--- START OF Extract to read ---

An hour later John came out with the list by spending $100, it had taken 2 and half hours for David to finish the shopping with the bill of $180. What could be the difference?
John | David |
John is very focused as he has list of items. | David has to figure out the items by exploring the store. |
His budget did not cross 100 dollars as he is well planned. | He picked the items apart from necessary. |
As the list is ready, he picked the items from known rows. | Picked the items based on exploration. |
Came out with in an hour with less efforts and time. | It took 2 and half hours as nothing is planned. |
I hope, you agree with me. Let us understand how to build product plan from scratch.
Functional Requirements
Essentially, Functional Requirements are the thriving elements for the product. What to be developed, what is the USP (unique selling proposition) to be built in? What are the features from customer demand? The features which have been evolved from innovation. Each feature must be documented with supporting use case and business scenario so that, the importance of the feature to be developed will be evident and clear. The functional plan should describe the modules also.
Technology
Technology is the enabler for functional requirements and it is an imperative part of any product plan regardless of the industry. Technology plan describes the technology stack, tools and applications to be used or integrated, why these are right fit for the product? Architecture must be developed considering the functionality. The robustness of architecture determines the complexity of application it can support. Right blend of architecture and functionality can produce an essentially good product.
Product Roadmap
Product Manager/Product owner is the person who creates the roadmap. Product roadmap consists of priority, vision, short – and long-term goals. Based on the priority, features will be split across the timeframe. Usually, JIRA, Agile craft and other applications are being used to build the plan and progress. Features in the roadmap will further split as user stories, considered as backlog in a product plan.
Project Plan
A product is consisting of smaller projects. Dividing into smaller and meaningful parts would help to develop the product effectively, It could be based on a module or technology stack. Development should not get paused for the functional flow fulfilment, each project can be developed with different teams and expertise parallelly so that the small parts can be integrated into a meaningful flow. Eventually, project plans have to be prepared to develop a given scope of requirements.
Integration Plan
Integration plan is the key to avoid multiple technical and environment issues. To understand where to deploy? How to integrate? and When to integrate? Often this plan is to combine multiple functions, teams, and departments with in the organization and outside of the organization.

--- END OF Extract to read ---
--- START OF Information supplied ---

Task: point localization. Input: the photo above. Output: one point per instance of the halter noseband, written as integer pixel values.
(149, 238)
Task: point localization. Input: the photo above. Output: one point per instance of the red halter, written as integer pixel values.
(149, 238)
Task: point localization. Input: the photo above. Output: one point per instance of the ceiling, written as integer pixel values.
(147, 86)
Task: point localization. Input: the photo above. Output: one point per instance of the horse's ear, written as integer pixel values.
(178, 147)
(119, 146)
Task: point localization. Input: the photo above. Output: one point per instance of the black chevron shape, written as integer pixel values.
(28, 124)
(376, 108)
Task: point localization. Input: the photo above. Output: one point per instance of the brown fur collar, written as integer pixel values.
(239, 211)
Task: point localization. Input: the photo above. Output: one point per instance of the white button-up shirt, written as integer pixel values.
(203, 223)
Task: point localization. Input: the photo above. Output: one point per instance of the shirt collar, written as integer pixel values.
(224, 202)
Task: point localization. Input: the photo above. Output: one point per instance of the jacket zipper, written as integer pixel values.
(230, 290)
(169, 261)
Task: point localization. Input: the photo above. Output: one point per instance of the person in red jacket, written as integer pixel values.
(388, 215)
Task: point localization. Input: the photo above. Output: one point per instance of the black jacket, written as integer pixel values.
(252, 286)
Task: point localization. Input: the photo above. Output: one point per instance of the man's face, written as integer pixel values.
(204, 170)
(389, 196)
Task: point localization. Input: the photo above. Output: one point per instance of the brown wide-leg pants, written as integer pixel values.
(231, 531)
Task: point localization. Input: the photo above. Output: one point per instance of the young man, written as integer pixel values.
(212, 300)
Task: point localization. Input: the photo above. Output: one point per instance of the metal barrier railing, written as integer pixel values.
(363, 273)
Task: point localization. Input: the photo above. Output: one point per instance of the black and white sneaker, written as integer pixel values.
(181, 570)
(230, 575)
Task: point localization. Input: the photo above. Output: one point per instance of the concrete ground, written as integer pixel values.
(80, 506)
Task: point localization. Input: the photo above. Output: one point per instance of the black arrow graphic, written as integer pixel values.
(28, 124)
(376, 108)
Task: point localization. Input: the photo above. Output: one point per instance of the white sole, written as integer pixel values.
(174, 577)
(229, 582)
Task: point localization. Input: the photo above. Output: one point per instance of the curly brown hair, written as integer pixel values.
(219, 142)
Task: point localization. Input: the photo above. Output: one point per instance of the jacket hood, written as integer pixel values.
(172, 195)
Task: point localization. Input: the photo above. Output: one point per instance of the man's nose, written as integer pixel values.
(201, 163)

--- END OF Information supplied ---

**Problem:**
Rewrite the stretch of the product planning text from "John | David" through "plan from scratch.", with "goods" in place of "items".

**Output below:**
John | David |
John is very focused as he has list of goods. | David has to figure out the goods by exploring the store. |
His budget did not cross 100 dollars as he is well planned. | He picked the goods apart from necessary. |
As the list is ready, he picked the goods from known rows. | Picked the goods based on exploration. |
Came out with in an hour with less efforts and time. | It took 2 and half hours as nothing is planned. |
I hope, you agree with me. Let us understand how to build product plan from scratch.